Pictures are not part of the copy; repeat everything else in the records exactly.
####
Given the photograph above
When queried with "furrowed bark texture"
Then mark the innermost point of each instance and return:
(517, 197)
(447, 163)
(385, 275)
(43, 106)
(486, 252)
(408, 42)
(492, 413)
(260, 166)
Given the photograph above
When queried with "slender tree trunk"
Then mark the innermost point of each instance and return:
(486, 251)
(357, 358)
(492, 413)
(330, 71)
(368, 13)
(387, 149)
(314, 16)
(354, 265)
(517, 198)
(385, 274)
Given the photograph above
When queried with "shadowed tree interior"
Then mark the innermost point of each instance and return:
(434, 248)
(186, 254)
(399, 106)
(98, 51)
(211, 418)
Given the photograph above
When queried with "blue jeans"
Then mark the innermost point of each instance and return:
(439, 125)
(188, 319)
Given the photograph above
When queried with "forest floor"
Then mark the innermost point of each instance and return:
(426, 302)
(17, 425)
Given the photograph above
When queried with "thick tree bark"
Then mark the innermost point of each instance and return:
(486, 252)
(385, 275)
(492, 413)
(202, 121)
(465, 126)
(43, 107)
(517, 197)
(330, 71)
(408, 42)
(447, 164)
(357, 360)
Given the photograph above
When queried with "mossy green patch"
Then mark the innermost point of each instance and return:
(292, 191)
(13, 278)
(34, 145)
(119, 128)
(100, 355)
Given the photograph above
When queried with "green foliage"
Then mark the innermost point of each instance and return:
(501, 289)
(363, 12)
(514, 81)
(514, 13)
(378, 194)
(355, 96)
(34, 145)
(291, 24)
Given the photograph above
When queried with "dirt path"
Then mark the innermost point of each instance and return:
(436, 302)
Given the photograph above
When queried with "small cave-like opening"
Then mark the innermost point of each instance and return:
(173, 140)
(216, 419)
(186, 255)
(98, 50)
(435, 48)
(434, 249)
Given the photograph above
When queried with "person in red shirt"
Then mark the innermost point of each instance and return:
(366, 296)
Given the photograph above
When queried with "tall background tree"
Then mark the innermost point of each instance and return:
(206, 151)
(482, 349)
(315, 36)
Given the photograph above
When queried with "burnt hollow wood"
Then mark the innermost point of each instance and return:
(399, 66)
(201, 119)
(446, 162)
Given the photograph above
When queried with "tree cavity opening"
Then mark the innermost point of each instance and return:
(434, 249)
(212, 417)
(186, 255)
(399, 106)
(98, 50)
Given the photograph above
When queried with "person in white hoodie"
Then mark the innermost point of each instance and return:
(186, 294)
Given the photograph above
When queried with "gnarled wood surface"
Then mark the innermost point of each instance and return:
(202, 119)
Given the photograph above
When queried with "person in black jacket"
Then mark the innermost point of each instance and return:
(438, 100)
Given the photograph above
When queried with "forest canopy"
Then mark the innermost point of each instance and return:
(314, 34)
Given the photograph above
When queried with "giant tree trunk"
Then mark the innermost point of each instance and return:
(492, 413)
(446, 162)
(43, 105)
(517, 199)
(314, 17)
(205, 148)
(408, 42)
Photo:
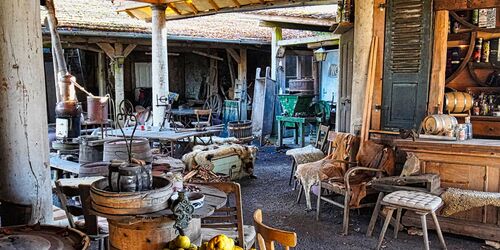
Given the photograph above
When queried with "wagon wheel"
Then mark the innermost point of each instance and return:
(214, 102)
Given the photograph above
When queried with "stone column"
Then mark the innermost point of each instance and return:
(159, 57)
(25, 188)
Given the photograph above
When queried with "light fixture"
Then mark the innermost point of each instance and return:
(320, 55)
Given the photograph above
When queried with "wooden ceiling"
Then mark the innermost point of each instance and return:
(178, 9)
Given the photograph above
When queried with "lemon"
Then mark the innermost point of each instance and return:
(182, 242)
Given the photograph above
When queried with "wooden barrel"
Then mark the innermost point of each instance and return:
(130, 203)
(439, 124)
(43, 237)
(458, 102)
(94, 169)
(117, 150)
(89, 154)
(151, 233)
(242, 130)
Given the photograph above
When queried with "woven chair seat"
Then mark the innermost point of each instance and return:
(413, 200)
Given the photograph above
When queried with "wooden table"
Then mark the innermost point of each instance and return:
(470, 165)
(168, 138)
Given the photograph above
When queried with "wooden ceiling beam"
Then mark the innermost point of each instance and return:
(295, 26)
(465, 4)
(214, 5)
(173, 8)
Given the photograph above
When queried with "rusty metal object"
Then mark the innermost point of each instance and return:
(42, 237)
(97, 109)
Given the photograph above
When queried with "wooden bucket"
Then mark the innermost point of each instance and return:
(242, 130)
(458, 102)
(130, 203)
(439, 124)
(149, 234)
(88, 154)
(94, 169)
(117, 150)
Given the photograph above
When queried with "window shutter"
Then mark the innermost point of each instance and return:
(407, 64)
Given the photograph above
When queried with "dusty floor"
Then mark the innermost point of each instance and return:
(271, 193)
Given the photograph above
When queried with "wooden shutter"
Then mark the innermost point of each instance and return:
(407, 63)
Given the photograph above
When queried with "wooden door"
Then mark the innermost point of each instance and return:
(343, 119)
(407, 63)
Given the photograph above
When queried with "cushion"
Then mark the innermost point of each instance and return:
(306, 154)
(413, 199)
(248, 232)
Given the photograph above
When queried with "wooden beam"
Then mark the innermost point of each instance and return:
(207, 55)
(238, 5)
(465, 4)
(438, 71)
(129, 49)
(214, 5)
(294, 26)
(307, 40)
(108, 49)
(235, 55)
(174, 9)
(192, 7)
####
— Correct response —
Given the photograph above
When queried with "furrowed bark texture"
Then mark the innermost point of each instance and return:
(517, 197)
(447, 163)
(385, 275)
(43, 106)
(486, 252)
(408, 42)
(492, 413)
(260, 166)
Given the photograph above
When queried with "slender tree trunk"
Then mark the innermost point of each instance and return:
(486, 251)
(357, 358)
(492, 413)
(330, 71)
(368, 13)
(387, 149)
(314, 16)
(354, 265)
(517, 198)
(385, 274)
Given the photograph above
When queried with "shadowed tree interior"
Then mark the innermost point of each instance and return:
(434, 248)
(186, 254)
(399, 106)
(98, 51)
(211, 418)
Given the photograph above
When queried with "blue jeans"
Then mark the innermost point of each instance and return:
(439, 125)
(188, 319)
Given the photograph above
When queried with "forest floor"
Then mark the innermost point of each instance and return:
(426, 302)
(17, 425)
Given the photograph above
When queried with "thick tree bark"
Then mark the innermost point of each instance and return:
(486, 252)
(385, 275)
(492, 413)
(202, 121)
(465, 126)
(43, 107)
(517, 197)
(330, 71)
(408, 42)
(447, 164)
(357, 360)
Given the photograph above
When queried with "mossy green patch"
Then mark the innermost point of each instance and return:
(292, 191)
(13, 278)
(34, 145)
(119, 128)
(100, 355)
Given the photograph above
When queried with "green foliage"
Then mark the innermost point of each instance and return:
(501, 289)
(363, 12)
(514, 81)
(514, 13)
(378, 194)
(355, 96)
(34, 145)
(291, 24)
Given the photograph above
When queried with "dirt path"
Then mark the innermost point of each instance and return:
(436, 302)
Given the photograph above
When queried with "small cave-like opening"
Then mark the innermost point of each instance and return:
(173, 140)
(216, 419)
(186, 255)
(98, 50)
(435, 48)
(434, 249)
Given the photograph above
When queried with "person in red shirt"
Then mark the innermost point of each instance and return:
(366, 296)
Given the photograph above
When queried with "tall background tree"
Then mark the innermost point of each instance and return:
(206, 151)
(482, 349)
(315, 36)
Given the photograph above
When queried with "burnt hollow wood"
Then mark the innermost point of each instance and return:
(399, 66)
(201, 119)
(446, 162)
Given the photograph above
When queried with "tree cavity opening"
Then mark the innermost point of each instance and return:
(434, 249)
(212, 417)
(186, 255)
(399, 106)
(98, 50)
Given the photograph above
When queried with "person in white hoodie"
Then mark the innermost point of each instance and return:
(186, 294)
Given the photograph above
When queried with "gnarled wood surface"
Then mark the innermost point of each instance and return:
(202, 119)
Given the photograph above
When queried with "person in black jacket"
Then mark the innermost point of each instance and return:
(438, 100)
Given the photograph above
When queried with "forest canopy"
Then mark the innermost point of each instance and return:
(314, 34)
Given the photograph above
When queried with "giant tree trunk"
Then mark the innermost point of each instance and return:
(492, 413)
(446, 162)
(43, 105)
(517, 199)
(314, 17)
(205, 148)
(408, 42)
Photo:
Given the photograph above
When queried with "wagon wheel"
Then mark the innermost point of each instance and return:
(214, 102)
Given the photograph above
When queried with "stone column"
Then mark the innermost point of each instance and return:
(159, 57)
(25, 188)
Given the photograph above
When queried with "light fixture"
Then mark the innermost point of each instance and return:
(320, 55)
Given the photograph above
When queried with "wooden ceiling"
Then mark the innermost point of each instance and return:
(178, 9)
Given the photograph above
When queried with "lemon"
Then mark the innermost point of each instance and return:
(182, 242)
Given the photograph above
When queried with "wooden barrel"
Then mark the innermost point of each instance and return:
(130, 203)
(439, 124)
(43, 237)
(458, 102)
(94, 169)
(117, 150)
(89, 154)
(151, 233)
(242, 130)
Given the photograph above
When queried with "woven chair seat"
Then mark the innermost point of each instance and return:
(413, 200)
Given the photograph above
When queried with "wooden table"
Then mark the innermost point of each instance and return:
(470, 165)
(168, 138)
Given the photograph above
When queried with "wooden ceiling beam"
Then mark the innermost point of each instance and return:
(295, 26)
(465, 4)
(214, 5)
(173, 8)
Given the photograph above
When queried with "rusty metal object"
Then mark the innermost point of each instance and return:
(42, 237)
(97, 109)
Given the photograph above
When queried with "wooden bucket"
Then mark the innermost point of each instance and return:
(242, 130)
(458, 102)
(130, 203)
(439, 124)
(149, 234)
(88, 154)
(94, 169)
(117, 150)
Given the photograph above
When queried with "window shutter"
Then mark the innermost point of each instance and return:
(407, 64)
Given the photograph above
When queried with "dusty floor"
Then mark the innermost point of each instance and return:
(271, 193)
Given the photograph above
When queried with "wooden shutter"
Then mark the innermost point of each instance and return:
(407, 63)
Given the photograph above
When queried with "wooden door"
Then mark the innermost point of each instance and return:
(343, 119)
(407, 63)
Given the photograph above
When queried with "cushion"
Then mark the innermost point of each instance and return:
(306, 154)
(413, 199)
(248, 232)
Given the photograph above
When queried with "wooden beam"
Then mark the innermost point of each instance and return:
(207, 55)
(238, 5)
(465, 4)
(438, 71)
(129, 49)
(214, 5)
(294, 26)
(307, 40)
(108, 49)
(235, 55)
(174, 9)
(192, 7)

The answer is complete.